• _Reading text_:
»»
Re: Contribution: Codec for index-level encryption

Jack Krupansky Thu, 07 Jan 2016 07:01:44 -0800

Be sure to add that comment about multi-tenancy to the Jira description
since that is a key aspect of this particular approach.


-- Jack Krupansky

On Thu, Jan 7, 2016 at 4:52 AM, Renaud Delbru <renaud@siren.solutions>
wrote:

> Hi Robert,
>
> Yes, you are right. This approach is more complex than plain fs level
> encryption, but this enables more fine-grained control on what is
> encrypted. For example, it would not be possible to choose which field to
> encrypt or not. Also, with fs level encryption, all the data is encrypted
> regardless if it is sensitive or not. For example, in such a scenario, the
> full posting lists will be encrypted which is unnecessary, and you'll pay
> the cost of encrypting the posting lists.
> It is true that if the filesystem caches unencrypted pages, then with a
> warm cache you will likely get better performance. However, this also means
> that most of the index data will reside in memory in an unencrypted form.
> If the server is compromised, then this will make life easier for the
> attacker. You have also the (small) issue with the swap which can end up
> with a large portion of the index unencrypted. This can be solved by using
> an encrypted swap, but this means that the data is now encrypted using a
> unique key and not a per-user key. Also, this adds complexity in the
> management of the system.
> Highly sensitive installations can make the trade-off between performance
> and security. There are some applications for Solr that are not served by
> the other approaches.
>
> This codec was developed in the context of a large multi-tenant
> architecture, where each user has its own index / collection. Each user has
> its own key, and can update his key at any time.
> While it seems it would be possible with ext4 to handle a per-user key
> (e.g., one key per directory), it makes the key and index management more
> complex (especially in SolrCloud). This is not adequate for some
> environments.
> Also, it does not allow the management of multiple key versions in one
> index. If the user changes his key, we have to re-encrypt the full
> directory which is not acceptable wrt performance for some environments.
>
> The codec level encryption approach is more adequate for some environments
> than the fs level encryption approach. Also, it is to be noted that this
> codec does not affect the rest of Lucene/Solr. Users will be able to choose
> which approach is more adequate for their environment. This gives more
> options to Lucene/Solr users.
««
• _Problem a_:
Name every person mentioned in the encryption thread.

[Data taken from a collection]
»»
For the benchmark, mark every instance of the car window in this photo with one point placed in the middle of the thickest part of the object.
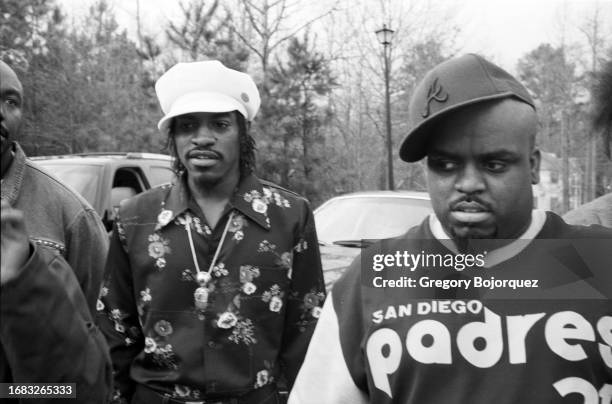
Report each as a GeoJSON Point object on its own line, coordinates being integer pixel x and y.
{"type": "Point", "coordinates": [130, 177]}
{"type": "Point", "coordinates": [160, 175]}
{"type": "Point", "coordinates": [83, 178]}
{"type": "Point", "coordinates": [359, 218]}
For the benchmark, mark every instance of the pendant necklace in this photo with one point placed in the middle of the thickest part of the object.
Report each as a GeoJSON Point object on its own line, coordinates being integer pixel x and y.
{"type": "Point", "coordinates": [200, 296]}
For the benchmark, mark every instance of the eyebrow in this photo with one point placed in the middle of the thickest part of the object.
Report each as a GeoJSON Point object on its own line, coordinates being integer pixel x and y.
{"type": "Point", "coordinates": [501, 154]}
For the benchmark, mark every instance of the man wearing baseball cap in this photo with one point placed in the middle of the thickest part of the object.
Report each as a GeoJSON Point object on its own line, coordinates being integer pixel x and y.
{"type": "Point", "coordinates": [487, 300]}
{"type": "Point", "coordinates": [214, 283]}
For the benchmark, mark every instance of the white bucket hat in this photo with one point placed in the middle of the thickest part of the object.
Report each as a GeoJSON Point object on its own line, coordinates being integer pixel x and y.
{"type": "Point", "coordinates": [206, 86]}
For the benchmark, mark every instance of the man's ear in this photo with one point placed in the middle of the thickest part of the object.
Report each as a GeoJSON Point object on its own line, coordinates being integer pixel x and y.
{"type": "Point", "coordinates": [534, 161]}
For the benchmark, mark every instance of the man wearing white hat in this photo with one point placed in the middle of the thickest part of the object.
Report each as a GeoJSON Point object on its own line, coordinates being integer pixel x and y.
{"type": "Point", "coordinates": [213, 283]}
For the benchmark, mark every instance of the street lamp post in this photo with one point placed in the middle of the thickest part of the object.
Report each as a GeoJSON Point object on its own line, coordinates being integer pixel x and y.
{"type": "Point", "coordinates": [384, 37]}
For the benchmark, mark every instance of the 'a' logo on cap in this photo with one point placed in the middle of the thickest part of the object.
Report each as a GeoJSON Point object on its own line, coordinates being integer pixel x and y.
{"type": "Point", "coordinates": [435, 93]}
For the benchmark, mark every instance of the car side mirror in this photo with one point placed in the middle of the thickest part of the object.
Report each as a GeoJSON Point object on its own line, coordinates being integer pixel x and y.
{"type": "Point", "coordinates": [118, 194]}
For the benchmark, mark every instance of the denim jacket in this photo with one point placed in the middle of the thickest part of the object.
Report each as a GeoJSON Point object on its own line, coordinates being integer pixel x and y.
{"type": "Point", "coordinates": [46, 330]}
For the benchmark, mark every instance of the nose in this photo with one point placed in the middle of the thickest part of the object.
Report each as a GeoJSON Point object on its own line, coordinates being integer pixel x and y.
{"type": "Point", "coordinates": [470, 180]}
{"type": "Point", "coordinates": [204, 136]}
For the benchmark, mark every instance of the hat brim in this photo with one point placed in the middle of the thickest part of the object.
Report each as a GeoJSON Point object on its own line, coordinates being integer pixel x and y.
{"type": "Point", "coordinates": [201, 102]}
{"type": "Point", "coordinates": [414, 146]}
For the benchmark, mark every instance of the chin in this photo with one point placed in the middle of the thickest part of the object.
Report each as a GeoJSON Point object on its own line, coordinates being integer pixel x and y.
{"type": "Point", "coordinates": [472, 232]}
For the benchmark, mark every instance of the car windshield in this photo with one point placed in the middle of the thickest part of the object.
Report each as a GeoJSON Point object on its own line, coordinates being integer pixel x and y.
{"type": "Point", "coordinates": [83, 178]}
{"type": "Point", "coordinates": [376, 217]}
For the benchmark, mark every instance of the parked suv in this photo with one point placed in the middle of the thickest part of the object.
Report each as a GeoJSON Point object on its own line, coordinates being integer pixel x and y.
{"type": "Point", "coordinates": [105, 179]}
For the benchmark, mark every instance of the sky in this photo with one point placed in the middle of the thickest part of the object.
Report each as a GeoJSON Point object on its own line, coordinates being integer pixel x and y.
{"type": "Point", "coordinates": [503, 30]}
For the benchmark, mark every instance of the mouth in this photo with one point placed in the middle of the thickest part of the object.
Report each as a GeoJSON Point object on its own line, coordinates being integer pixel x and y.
{"type": "Point", "coordinates": [203, 157]}
{"type": "Point", "coordinates": [470, 212]}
««
• _Problem b_:
Present the lines of the rows from the one containing "For the benchmark, mark every instance of the parked" through the end of the rows, inclusive, as a numbered list with blank lines omitted.

• _Correct result a_:
Jack Krupansky
Renaud Delbru
Robert

• _Correct result b_:
1. For the benchmark, mark every instance of the parked suv in this photo with one point placed in the middle of the thickest part of the object.
2. Report each as a GeoJSON Point object on its own line, coordinates being integer pixel x and y.
3. {"type": "Point", "coordinates": [105, 179]}
4. For the benchmark, mark every instance of the sky in this photo with one point placed in the middle of the thickest part of the object.
5. Report each as a GeoJSON Point object on its own line, coordinates being integer pixel x and y.
6. {"type": "Point", "coordinates": [503, 30]}
7. For the benchmark, mark every instance of the mouth in this photo with one point placed in the middle of the thickest part of the object.
8. Report each as a GeoJSON Point object on its own line, coordinates being integer pixel x and y.
9. {"type": "Point", "coordinates": [203, 157]}
10. {"type": "Point", "coordinates": [470, 212]}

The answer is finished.